> **Yazılı talimat A**
Yazıdan sonra gelen listeyi, "Query: lakeside path" geçen satırdan başlayıp listenin son satırına kadar, iki uç da dahil olmak üzere, Sıra ve Satır sütunlu bir Markdown tablosuna dönüştürür müsün? Boş satırları atla, resimleri yanıta koyma.

> **Yazı**

____

Ana Muhalefet Partisinin mensupları olan birçok belediye başkanları ve yetkililer hakkında dava açıldı, bazıları tevkif edildi. İsnat edilen suçlar rüşvet, irtikâp, ihaleye fesat karıştırma ve hepsi de yüz kızartıcı suçlar.
CHP lideri Özgür Özel şöyle bir yöntem uygulasaydı, inandırıcı olurdu. Parti içinde bir araştırma komisyonu kuracağız, şayet bize göre de bu suçları işleyenler varsa, kim olduklarına ve gözlerinin yaşına bakmadan bunları partiden ihraç edeceğiz ve böyleleriyle çalışamayız deseydi, liderliğe yakışan bir duruş ortaya koyabilirdi. Âmâ bu yola hiç girmedi. Bize kumpas kuruyorlar, önümüzü kesmek istiyorlar gibi gerekçelerin arkasına sığındı. Bu söylemlerin hukuk açısından hiçbir geçerliliği yoktur. Çünkü hukuk delile bakar. Yarın mahkemelerde isnat edilen bu suçlar ispat edilirse CHP’nin düşeceği durumu anlatmaya gerek kalmaz.
CHP lideri Özgür Özel neden siyasi rakiplerini suçluyor ki? Bu suçlarla ilgili dava açan, şahitlik yapan, pişmanlık yasasından istifade etmek için itirafta bulunan nerede ise hep kendi partisinin mensupları. Böyle bir durumda CHP’nin çok ciddi bir şekilde iç muhasebe yapması gerekmez mi?
Ekrem İmamoğlu için oylama yapacağız, imza toplayacağız, mitingler yapacağız diyerek hukukta hiçbir değeri olmayan bambaşka yollara girdiler. Ayrıca CHP lideri Özgür Özel siyasi tarihimizde hiç kullanılmamış bir ifade kullandı. Ekrem İmamoğlu'nu yedi kat göğe çıkardı. İktidarı da yedi kat yerin dibine koydu. Ey Özgür Özel! İmamoğlu ne zamandan beri Hz. Peygamberden başka yedi kat göğe çıkmayan ve diğer peygamberleri bile geride bırakan bir sınıfa dâhil oldu.
Bu sözü söyleyenin de kerameti kendinden menkul.
Dilin kemiği yok bu da yetmedi tam bir akıl tutulması.
Malum olduğu üzere hukukta bir doğru, milyonlarca yalanı yakar kaidesi vardır. Şimdi buna da başka bir gerekçe buluyorlar, efendim adalet yok. Yani hâkim ve savcıların hepsi satılmış öyle mi? Bu gibi ifadeler asla eleştiri değildir.
Var sayalım ki bir hâkim yanlış karar verdi, onun üstü olan istinaf var, onun da üstü olan, temyiz mahkemesi var, onun da üstü olan Anayasa Mahkemesi var, Hatta iç hukuk tüketilirse Avrupa İnsan Hakları Mahkemesi var. Bu davalarla ilgili sadece iddianame hazırlandı, Mahkemeler henüz karar vermedi. Bu yanlış yöntem vatandaşın vicdanını rahatlatmaz, mahkemelerin vereceği kararı asla etkilemez. Çünkü mahkemeye delil ibraz etmek gerek.

____

> **Alıştırma verisi**
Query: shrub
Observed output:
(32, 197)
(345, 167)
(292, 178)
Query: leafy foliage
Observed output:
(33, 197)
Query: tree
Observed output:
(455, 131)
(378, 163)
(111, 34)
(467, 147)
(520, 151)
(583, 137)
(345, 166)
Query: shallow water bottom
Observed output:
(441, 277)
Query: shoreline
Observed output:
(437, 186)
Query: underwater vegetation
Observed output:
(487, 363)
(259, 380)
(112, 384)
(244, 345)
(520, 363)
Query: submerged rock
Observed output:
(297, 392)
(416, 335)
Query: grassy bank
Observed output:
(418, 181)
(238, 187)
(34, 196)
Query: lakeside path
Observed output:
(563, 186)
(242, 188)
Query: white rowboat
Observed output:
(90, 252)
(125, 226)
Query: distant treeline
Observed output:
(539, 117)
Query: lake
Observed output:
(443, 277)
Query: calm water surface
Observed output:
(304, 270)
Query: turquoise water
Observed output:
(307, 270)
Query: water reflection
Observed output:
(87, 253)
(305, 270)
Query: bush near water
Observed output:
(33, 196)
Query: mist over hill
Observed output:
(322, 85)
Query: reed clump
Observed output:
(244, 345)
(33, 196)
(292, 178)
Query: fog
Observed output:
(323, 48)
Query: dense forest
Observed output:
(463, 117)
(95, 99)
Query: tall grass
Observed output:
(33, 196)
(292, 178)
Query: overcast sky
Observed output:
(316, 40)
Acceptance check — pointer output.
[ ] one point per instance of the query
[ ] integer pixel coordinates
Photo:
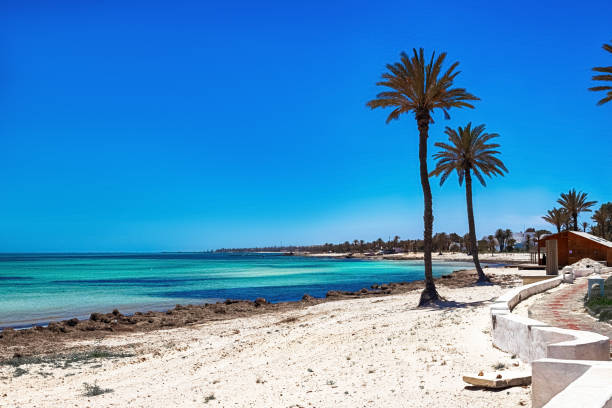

____

> **Yazılı talimat B**
Yukarıdaki CHP ve yargı konulu yazıdan "CHP lideri Özgür Özel şöyle" ile başlayıp "anlatmaya gerek kalmaz." ile biten bölümü hiç değiştirmeden aktarır mısın?

> **Doğru çıktı A**
| Sıra | Satır |
|---|---|
| 1 | Query: lakeside path |
| 2 | Observed output: |
| 3 | (563, 186) |
| 4 | (242, 188) |
| 5 | Query: white rowboat |
| 6 | Observed output: |
| 7 | (90, 252) |
| 8 | (125, 226) |
| 9 | Query: distant treeline |
| 10 | Observed output: |
| 11 | (539, 117) |
| 12 | Query: lake |
| 13 | Observed output: |
| 14 | (443, 277) |
| 15 | Query: calm water surface |
| 16 | Observed output: |
| 17 | (304, 270) |
| 18 | Query: turquoise water |
| 19 | Observed output: |
| 20 | (307, 270) |
| 21 | Query: water reflection |
| 22 | Observed output: |
| 23 | (87, 253) |
| 24 | (305, 270) |
| 25 | Query: bush near water |
| 26 | Observed output: |
| 27 | (33, 196) |
| 28 | Query: mist over hill |
| 29 | Observed output: |
| 30 | (322, 85) |
| 31 | Query: reed clump |
| 32 | Observed output: |
| 33 | (244, 345) |
| 34 | (33, 196) |
| 35 | (292, 178) |
| 36 | Query: fog |
| 37 | Observed output: |
| 38 | (323, 48) |
| 39 | Query: dense forest |
| 40 | Observed output: |
| 41 | (463, 117) |
| 42 | (95, 99) |
| 43 | Query: tall grass |
| 44 | Observed output: |
| 45 | (33, 196) |
| 46 | (292, 178) |
| 47 | Query: overcast sky |
| 48 | Observed output: |
| 49 | (316, 40) |
| 50 | Acceptance check — pointer output. |
| 51 | [ ] one point per instance of the query |
| 52 | [ ] integer pixel coordinates |
| 53 | Photo: |

> **Doğru çıktı B**
CHP lideri Özgür Özel şöyle bir yöntem uygulasaydı, inandırıcı olurdu. Parti içinde bir araştırma komisyonu kuracağız, şayet bize göre de bu suçları işleyenler varsa, kim olduklarına ve gözlerinin yaşına bakmadan bunları partiden ihraç edeceğiz ve böyleleriyle çalışamayız deseydi, liderliğe yakışan bir duruş ortaya koyabilirdi. Âmâ bu yola hiç girmedi. Bize kumpas kuruyorlar, önümüzü kesmek istiyorlar gibi gerekçelerin arkasına sığındı. Bu söylemlerin hukuk açısından hiçbir geçerliliği yoktur. Çünkü hukuk delile bakar. Yarın mahkemelerde isnat edilen bu suçlar ispat edilirse CHP’nin düşeceği durumu anlatmaya gerek kalmaz.